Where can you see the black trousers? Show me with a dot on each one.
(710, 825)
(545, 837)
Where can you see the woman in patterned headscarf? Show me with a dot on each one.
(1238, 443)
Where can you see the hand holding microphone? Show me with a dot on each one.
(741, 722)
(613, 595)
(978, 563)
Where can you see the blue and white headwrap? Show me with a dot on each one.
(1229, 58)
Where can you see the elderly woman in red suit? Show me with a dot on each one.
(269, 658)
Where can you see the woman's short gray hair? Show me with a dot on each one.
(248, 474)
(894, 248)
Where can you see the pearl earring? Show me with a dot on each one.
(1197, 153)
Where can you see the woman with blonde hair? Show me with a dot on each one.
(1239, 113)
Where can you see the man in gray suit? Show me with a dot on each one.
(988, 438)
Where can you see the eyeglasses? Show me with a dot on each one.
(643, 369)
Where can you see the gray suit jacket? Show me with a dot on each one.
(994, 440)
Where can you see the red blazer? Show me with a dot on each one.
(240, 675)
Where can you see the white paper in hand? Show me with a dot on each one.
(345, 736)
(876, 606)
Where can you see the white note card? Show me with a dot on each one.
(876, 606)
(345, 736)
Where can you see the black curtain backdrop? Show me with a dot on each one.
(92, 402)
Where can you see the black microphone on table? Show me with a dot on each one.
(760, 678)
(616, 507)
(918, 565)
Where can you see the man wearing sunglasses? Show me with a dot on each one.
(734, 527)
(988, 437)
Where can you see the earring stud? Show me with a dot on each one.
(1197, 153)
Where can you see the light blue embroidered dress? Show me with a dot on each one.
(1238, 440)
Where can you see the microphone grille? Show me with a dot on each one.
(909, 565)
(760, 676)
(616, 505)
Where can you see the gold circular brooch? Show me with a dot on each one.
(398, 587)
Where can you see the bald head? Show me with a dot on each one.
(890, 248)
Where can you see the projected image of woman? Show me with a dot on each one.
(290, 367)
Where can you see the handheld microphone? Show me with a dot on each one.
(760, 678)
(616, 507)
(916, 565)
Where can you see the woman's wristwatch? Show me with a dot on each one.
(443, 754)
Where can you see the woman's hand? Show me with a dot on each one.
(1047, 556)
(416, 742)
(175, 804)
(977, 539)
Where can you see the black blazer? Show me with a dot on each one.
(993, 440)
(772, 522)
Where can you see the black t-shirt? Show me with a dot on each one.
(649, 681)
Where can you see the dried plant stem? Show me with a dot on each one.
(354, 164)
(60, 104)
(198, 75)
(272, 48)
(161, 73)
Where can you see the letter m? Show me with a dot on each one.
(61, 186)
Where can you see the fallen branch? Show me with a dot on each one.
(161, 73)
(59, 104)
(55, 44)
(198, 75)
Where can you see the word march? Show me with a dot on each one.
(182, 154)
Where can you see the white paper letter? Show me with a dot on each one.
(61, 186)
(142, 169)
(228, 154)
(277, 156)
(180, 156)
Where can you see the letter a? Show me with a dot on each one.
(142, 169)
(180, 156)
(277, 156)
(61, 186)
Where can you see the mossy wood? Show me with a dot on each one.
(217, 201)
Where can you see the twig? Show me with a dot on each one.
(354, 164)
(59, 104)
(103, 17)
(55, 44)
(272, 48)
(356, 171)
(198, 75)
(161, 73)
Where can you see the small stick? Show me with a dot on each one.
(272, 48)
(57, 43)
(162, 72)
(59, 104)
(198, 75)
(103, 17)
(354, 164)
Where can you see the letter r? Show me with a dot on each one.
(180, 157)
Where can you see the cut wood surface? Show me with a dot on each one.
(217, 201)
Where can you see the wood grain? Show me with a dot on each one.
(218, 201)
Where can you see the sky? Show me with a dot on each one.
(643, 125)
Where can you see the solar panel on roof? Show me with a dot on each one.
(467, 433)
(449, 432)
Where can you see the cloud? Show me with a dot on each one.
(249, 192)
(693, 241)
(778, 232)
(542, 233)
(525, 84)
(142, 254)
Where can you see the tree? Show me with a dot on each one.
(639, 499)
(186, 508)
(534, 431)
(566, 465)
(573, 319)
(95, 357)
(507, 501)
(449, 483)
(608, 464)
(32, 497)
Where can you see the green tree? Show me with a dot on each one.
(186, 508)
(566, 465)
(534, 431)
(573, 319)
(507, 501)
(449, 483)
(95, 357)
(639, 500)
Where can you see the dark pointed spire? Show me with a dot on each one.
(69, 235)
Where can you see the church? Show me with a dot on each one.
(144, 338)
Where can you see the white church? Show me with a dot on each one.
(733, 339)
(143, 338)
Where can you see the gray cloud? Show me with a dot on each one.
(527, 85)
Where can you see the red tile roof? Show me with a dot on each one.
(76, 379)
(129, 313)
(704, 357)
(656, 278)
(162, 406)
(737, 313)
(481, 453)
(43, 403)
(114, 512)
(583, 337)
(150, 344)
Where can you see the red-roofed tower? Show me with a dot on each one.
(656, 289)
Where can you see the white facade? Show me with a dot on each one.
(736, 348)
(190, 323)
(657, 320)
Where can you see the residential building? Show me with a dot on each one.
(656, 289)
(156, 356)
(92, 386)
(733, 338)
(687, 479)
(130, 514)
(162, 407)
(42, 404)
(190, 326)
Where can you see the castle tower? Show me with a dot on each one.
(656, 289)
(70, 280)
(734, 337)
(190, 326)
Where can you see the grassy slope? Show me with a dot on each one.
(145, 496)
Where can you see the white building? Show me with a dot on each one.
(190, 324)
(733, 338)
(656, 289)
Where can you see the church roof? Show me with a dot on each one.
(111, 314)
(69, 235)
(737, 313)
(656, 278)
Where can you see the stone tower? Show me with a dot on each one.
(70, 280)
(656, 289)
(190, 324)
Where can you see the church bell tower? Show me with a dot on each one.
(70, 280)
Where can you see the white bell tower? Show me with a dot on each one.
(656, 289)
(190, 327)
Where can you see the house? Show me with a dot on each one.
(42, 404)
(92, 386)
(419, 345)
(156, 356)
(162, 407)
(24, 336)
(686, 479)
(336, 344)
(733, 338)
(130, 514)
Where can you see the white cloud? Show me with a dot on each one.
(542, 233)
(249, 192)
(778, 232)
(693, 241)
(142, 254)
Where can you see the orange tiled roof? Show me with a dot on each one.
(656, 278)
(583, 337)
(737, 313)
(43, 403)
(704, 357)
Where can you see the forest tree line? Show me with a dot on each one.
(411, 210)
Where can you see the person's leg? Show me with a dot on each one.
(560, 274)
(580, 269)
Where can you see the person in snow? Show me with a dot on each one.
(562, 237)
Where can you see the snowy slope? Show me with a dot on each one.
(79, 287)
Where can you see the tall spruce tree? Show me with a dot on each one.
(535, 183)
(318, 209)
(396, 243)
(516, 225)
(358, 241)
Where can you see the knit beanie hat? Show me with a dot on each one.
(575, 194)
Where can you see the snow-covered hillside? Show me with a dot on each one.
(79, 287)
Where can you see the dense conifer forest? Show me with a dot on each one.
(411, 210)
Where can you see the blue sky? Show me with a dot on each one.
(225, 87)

────────────────────

* **What needs to be done**: Reproduce every one of the entries above, substituting "marker" for each occurrence of "dot" and leaving all other text as it is.

* **Final answer**:
Where can you see the black trousers? Show me with a marker on each one.
(710, 825)
(545, 837)
Where can you see the woman in patterned headscarf? Show me with a marker on each one.
(1238, 443)
Where can you see the hand holding microphone? Show me with a marker on each one.
(741, 722)
(613, 595)
(978, 563)
Where can you see the blue and white headwrap? Show me with a marker on each one.
(1229, 58)
Where can you see the elderly woman in red suit? Show me with a marker on each one.
(269, 658)
Where can you see the woman's short gray hair? Show me with a marker on each one.
(248, 474)
(894, 248)
Where can you see the pearl earring? Show me with a marker on each one.
(1197, 153)
Where can you see the woman with blonde hair? Show me with a marker on each one.
(1239, 113)
Where can you see the man in gray suit? Show me with a marker on each one.
(988, 438)
Where can you see the eyeglasses? Show me with a marker on each one.
(643, 369)
Where can you see the gray suit jacket? Show me with a marker on each one.
(994, 440)
Where can you see the red blazer? Show me with a marker on each one.
(240, 675)
Where can you see the white paper in hand? Show me with a marker on each one.
(345, 736)
(876, 606)
Where can you see the white note card? Show me with a marker on each one.
(876, 606)
(345, 736)
Where can you see the black curtain backdrop? Show me with a marker on each one.
(92, 402)
Where can you see the black microphone on table? Show me with a marker on each one.
(760, 678)
(616, 507)
(918, 565)
Where can you see the man wearing sunglasses? Show me with a marker on each one.
(734, 527)
(988, 437)
Where can you see the earring stud? Show me with a marker on each one.
(1197, 153)
Where can you see the light blue embroidered dress? Show me with a marker on each one.
(1238, 440)
Where can you see the microphone grille? Show me with a marker on each one.
(909, 565)
(760, 676)
(616, 505)
Where can you see the gold circular brooch? Show me with a marker on each one.
(398, 587)
Where can you see the bald head? Show me with a marker on each one.
(890, 248)
Where can you see the projected image of woman? Show me with a marker on each one.
(290, 367)
Where can you see the handheld microphone? Show me with a marker on each one.
(760, 678)
(616, 507)
(916, 565)
Where can you see the woman's wristwatch? Show me with a marker on each one.
(443, 754)
Where can you see the woman's hand? Show me with a marker on each one.
(1047, 556)
(416, 742)
(175, 804)
(977, 539)
Where can you see the black blazer? Show me with a marker on each one.
(993, 440)
(772, 522)
Where can you see the black t-shirt? Show me with a marker on each one.
(649, 681)
Where can you see the dried plant stem? Show me with a marker on each one.
(354, 164)
(60, 104)
(198, 75)
(272, 48)
(161, 73)
Where can you see the letter m? Show me with a marker on each one.
(61, 186)
Where can you see the fallen branch? Show me with a marker on each one.
(161, 73)
(59, 104)
(55, 44)
(198, 75)
Where can you see the word march? Show me with a marker on each one.
(182, 154)
Where can you see the white paper letter? Show me with a marker on each one.
(61, 186)
(142, 169)
(228, 154)
(277, 156)
(180, 156)
Where can you see the letter a? Show me with a marker on each one.
(142, 169)
(180, 156)
(277, 156)
(61, 186)
Where can you see the mossy wood? Show me with a marker on each one.
(217, 201)
Where can you see the twig? Show me with a marker on each one.
(354, 164)
(59, 104)
(103, 17)
(55, 44)
(272, 48)
(356, 171)
(198, 75)
(161, 73)
Where can you see the small stick? Show me with a marker on each one.
(272, 48)
(57, 43)
(162, 72)
(59, 104)
(198, 75)
(103, 17)
(354, 164)
Where can you see the letter r? Show me with a marker on each one.
(180, 157)
Where can you see the cut wood surface? Show me with a marker on each one.
(217, 201)
Where can you see the wood grain? Show me with a marker on each one.
(218, 201)
Where can you see the sky? Show me with a marker on each one.
(643, 125)
Where can you see the solar panel on roof? Show me with a marker on each one.
(467, 433)
(449, 432)
Where can you see the cloud? Show me with a marker on each one.
(249, 192)
(693, 241)
(778, 232)
(542, 233)
(525, 84)
(142, 254)
Where can you see the tree? Show me with a marker on each one.
(639, 499)
(186, 508)
(534, 431)
(566, 465)
(573, 319)
(95, 357)
(507, 501)
(449, 483)
(608, 464)
(32, 497)
Where can you see the green tree? Show me with a marker on each one.
(186, 508)
(566, 465)
(534, 431)
(573, 319)
(507, 501)
(449, 483)
(95, 357)
(639, 500)
Where can you see the dark pointed spire? Show me with a marker on each one.
(69, 235)
Where can you see the church? Show me with a marker on each one.
(144, 338)
Where can you see the white church? Show me with a marker on each one.
(733, 339)
(143, 338)
Where can you see the gray cloud? Show me with a marker on each one.
(527, 85)
Where can you see the red tile roof? Show me with a marker on each one.
(76, 379)
(129, 313)
(704, 357)
(656, 278)
(162, 406)
(737, 313)
(481, 453)
(43, 403)
(114, 512)
(583, 337)
(150, 344)
Where can you see the red-roofed tower? Show me with a marker on each one.
(656, 289)
Where can you see the white facade? Show me with a marker on each one.
(736, 348)
(190, 323)
(657, 320)
Where can you see the residential building? Show me with a marker on each one.
(656, 289)
(156, 356)
(92, 386)
(733, 338)
(687, 479)
(130, 514)
(162, 407)
(42, 404)
(190, 326)
Where can you see the castle tower? Show me with a marker on each one.
(656, 289)
(70, 280)
(734, 337)
(190, 326)
Where can you see the grassy slope? Show me with a marker on each one.
(145, 496)
Where can you see the white building? Show me with a marker on each one.
(190, 324)
(733, 338)
(656, 289)
Where can you see the church roof? Show me with a marker on each one.
(111, 314)
(69, 235)
(737, 313)
(656, 278)
Where can you see the stone tower? Show me with a marker on each one.
(70, 280)
(656, 289)
(190, 324)
Where can you see the church bell tower? Show me with a marker on each one.
(70, 280)
Where can you see the white bell tower? Show me with a marker on each one.
(656, 289)
(190, 327)
Where can you see the house? Show me with a marker on each one.
(42, 404)
(92, 386)
(419, 345)
(156, 356)
(162, 407)
(24, 336)
(686, 479)
(336, 344)
(733, 338)
(130, 514)
Where can you see the white cloud? Show me with a marker on each one.
(542, 233)
(249, 192)
(778, 232)
(693, 241)
(142, 254)
Where can you see the orange tiled roof? Show me with a marker on each one.
(656, 278)
(583, 337)
(737, 313)
(43, 403)
(704, 357)
Where can you see the forest tree line? Show me with a marker on each one.
(411, 210)
Where can you see the person's leg? Show me with a marker on each one.
(560, 274)
(580, 269)
Where can you see the person in snow? Show me with a marker on each one.
(562, 237)
Where can you see the snowy slope? Show me with a marker on each one.
(79, 287)
Where can you see the tall spruce tree? Show me with a marker on each one.
(535, 183)
(318, 209)
(396, 243)
(516, 225)
(358, 241)
Where can you see the knit beanie hat? Show me with a marker on each one.
(575, 194)
Where can you see the snow-covered hillside? Show me with a marker on each one.
(79, 287)
Where can you see the dense conifer forest? Show me with a marker on each one.
(411, 210)
Where can you see the blue sky? Show me with a marker on each one.
(225, 87)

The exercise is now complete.